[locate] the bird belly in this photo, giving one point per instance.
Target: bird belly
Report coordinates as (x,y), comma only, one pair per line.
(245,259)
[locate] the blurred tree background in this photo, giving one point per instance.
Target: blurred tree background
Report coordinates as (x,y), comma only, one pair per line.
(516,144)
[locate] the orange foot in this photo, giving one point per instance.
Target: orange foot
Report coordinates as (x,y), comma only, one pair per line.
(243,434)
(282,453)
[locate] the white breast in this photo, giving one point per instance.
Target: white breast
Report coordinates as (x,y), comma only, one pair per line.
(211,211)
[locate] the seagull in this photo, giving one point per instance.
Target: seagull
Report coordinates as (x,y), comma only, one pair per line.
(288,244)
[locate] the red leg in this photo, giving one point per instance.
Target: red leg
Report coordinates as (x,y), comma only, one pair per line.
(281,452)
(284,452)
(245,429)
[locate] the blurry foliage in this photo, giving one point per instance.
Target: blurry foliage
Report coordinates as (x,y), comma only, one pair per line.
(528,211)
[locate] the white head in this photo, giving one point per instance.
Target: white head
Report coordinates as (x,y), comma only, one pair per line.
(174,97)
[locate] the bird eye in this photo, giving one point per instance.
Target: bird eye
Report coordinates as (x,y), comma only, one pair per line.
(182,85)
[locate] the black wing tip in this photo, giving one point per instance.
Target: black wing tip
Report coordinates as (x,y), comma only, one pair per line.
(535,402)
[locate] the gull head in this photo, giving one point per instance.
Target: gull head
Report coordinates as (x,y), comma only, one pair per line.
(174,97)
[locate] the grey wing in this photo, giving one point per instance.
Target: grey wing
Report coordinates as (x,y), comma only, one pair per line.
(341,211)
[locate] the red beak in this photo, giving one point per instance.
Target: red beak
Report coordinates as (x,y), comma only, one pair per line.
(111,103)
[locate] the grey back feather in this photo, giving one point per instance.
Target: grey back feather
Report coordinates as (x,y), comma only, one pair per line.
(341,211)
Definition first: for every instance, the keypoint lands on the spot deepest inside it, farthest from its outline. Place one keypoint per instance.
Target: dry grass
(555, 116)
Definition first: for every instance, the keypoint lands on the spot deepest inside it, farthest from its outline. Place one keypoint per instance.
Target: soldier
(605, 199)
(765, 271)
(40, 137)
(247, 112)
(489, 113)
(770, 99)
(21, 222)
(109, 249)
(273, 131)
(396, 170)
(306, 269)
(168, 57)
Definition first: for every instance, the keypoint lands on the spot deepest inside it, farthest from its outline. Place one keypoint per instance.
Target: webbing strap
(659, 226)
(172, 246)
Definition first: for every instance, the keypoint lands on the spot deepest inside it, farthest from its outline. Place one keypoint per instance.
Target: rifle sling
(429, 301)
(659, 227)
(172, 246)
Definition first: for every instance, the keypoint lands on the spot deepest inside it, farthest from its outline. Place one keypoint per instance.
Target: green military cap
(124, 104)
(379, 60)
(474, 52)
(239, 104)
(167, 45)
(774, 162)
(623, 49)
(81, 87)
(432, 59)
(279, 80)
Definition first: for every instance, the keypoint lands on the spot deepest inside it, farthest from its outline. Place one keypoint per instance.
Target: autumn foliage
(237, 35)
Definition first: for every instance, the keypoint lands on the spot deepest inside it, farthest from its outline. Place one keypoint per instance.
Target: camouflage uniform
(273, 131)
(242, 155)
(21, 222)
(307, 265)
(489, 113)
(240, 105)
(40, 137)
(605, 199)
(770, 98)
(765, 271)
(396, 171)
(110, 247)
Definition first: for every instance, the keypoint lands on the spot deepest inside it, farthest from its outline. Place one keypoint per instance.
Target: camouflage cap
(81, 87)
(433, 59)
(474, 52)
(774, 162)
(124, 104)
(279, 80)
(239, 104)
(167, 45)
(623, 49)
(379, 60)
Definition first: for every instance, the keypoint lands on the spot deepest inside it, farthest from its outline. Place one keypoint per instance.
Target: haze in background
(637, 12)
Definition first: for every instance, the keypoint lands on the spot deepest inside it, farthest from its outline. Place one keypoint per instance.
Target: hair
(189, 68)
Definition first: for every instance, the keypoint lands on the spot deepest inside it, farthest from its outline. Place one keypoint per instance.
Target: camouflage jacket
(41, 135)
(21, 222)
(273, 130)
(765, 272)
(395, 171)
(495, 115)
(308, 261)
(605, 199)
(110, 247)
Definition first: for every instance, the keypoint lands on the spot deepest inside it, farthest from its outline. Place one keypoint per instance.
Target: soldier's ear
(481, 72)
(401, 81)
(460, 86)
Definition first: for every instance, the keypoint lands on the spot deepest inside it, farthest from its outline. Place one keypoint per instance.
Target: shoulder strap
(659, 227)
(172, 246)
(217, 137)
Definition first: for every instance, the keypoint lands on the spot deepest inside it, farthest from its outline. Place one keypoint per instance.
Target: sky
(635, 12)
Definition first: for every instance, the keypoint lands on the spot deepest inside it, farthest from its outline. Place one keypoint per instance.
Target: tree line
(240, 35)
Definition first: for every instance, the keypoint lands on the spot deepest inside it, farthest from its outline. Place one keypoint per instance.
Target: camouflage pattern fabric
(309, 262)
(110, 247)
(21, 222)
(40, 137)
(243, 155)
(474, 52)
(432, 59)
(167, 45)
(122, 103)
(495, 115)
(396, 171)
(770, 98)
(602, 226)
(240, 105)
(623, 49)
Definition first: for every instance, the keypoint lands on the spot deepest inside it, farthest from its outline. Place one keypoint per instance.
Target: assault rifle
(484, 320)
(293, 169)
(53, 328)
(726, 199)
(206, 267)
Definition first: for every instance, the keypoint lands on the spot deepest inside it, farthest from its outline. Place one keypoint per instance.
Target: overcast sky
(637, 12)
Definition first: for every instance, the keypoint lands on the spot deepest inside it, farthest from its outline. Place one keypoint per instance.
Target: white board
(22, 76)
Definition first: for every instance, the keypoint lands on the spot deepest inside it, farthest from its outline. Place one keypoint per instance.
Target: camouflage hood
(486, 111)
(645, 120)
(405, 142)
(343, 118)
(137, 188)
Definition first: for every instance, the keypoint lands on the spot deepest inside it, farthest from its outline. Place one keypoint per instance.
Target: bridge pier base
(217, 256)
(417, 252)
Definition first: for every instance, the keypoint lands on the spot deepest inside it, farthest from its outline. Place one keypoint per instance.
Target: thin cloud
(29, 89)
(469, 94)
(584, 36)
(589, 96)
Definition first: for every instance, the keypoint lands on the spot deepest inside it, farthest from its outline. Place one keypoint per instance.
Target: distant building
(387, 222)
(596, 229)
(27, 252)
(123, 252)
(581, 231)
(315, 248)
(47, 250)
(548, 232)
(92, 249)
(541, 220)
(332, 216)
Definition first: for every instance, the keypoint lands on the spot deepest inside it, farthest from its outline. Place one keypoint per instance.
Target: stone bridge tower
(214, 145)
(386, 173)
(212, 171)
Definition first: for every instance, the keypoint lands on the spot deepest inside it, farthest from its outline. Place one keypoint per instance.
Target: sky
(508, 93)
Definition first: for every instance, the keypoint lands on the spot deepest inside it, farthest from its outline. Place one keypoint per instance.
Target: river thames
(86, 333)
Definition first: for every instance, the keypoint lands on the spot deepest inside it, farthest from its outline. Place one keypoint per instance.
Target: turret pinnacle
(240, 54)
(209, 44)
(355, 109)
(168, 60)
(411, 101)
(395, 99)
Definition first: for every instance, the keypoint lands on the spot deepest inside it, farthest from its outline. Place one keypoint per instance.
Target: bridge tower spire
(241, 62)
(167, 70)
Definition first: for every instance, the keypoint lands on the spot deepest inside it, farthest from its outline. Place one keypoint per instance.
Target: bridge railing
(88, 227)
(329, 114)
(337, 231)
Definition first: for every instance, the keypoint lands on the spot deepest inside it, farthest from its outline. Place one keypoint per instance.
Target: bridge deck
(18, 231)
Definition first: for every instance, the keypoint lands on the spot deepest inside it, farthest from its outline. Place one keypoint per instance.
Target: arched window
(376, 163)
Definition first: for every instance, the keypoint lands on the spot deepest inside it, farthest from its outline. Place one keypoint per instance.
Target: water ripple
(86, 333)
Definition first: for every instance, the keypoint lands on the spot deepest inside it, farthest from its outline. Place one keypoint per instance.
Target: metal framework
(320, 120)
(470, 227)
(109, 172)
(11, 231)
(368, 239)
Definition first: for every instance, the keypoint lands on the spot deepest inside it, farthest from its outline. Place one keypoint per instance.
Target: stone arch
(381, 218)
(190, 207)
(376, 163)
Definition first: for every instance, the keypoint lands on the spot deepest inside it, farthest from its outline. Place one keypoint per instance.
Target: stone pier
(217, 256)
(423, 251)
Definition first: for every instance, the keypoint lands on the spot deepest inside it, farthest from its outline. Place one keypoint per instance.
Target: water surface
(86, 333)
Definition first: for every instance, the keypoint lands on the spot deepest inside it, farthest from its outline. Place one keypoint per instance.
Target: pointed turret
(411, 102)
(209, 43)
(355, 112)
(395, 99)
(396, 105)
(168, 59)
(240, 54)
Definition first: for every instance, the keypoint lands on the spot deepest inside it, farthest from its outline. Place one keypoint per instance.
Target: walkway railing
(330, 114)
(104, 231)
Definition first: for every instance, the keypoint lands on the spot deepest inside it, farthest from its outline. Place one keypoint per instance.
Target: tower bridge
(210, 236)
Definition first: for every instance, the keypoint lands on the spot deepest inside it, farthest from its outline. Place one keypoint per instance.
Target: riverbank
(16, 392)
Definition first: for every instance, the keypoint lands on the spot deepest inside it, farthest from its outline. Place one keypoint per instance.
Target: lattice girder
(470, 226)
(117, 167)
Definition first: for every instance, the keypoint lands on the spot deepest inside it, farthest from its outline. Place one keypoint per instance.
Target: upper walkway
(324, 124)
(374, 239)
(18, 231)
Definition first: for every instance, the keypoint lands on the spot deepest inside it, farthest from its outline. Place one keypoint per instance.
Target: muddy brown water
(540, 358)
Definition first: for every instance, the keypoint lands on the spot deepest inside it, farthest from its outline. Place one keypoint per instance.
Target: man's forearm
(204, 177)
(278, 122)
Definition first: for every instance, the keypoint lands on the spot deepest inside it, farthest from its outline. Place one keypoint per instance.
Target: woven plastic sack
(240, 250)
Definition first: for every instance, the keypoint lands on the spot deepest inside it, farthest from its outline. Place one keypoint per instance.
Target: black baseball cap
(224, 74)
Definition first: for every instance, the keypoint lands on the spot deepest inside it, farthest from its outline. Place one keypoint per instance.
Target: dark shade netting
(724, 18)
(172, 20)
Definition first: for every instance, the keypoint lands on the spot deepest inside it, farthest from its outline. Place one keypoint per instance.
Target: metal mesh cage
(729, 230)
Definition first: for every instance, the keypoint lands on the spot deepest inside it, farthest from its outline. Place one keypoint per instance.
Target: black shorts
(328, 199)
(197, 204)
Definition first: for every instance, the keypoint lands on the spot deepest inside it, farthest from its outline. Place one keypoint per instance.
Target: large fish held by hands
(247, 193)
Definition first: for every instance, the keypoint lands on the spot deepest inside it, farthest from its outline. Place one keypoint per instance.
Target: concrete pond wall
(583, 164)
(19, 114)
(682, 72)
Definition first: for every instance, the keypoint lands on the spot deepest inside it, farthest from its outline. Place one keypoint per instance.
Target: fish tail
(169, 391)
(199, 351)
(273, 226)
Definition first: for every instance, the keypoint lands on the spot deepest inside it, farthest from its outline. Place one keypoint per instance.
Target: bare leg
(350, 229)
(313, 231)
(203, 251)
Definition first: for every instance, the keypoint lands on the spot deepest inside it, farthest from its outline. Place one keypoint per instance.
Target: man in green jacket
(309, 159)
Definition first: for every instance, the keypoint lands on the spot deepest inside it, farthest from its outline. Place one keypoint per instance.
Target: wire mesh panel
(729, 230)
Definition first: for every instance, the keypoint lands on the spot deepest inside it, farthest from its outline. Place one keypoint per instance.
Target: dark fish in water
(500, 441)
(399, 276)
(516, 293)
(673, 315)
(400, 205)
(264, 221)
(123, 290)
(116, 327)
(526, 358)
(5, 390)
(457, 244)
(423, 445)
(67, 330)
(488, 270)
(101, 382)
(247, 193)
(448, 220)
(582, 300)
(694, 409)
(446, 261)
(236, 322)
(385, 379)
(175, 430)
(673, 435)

#### AIM OF THE EXERCISE:
Look through the data above for the string "bird" and copy every line where it appears.

#### RESULT:
[locate] the bird belly in this photo, giving one point per instance.
Target: bird belly
[locate] the bird eye in this photo, giving one point per instance.
Target: bird eye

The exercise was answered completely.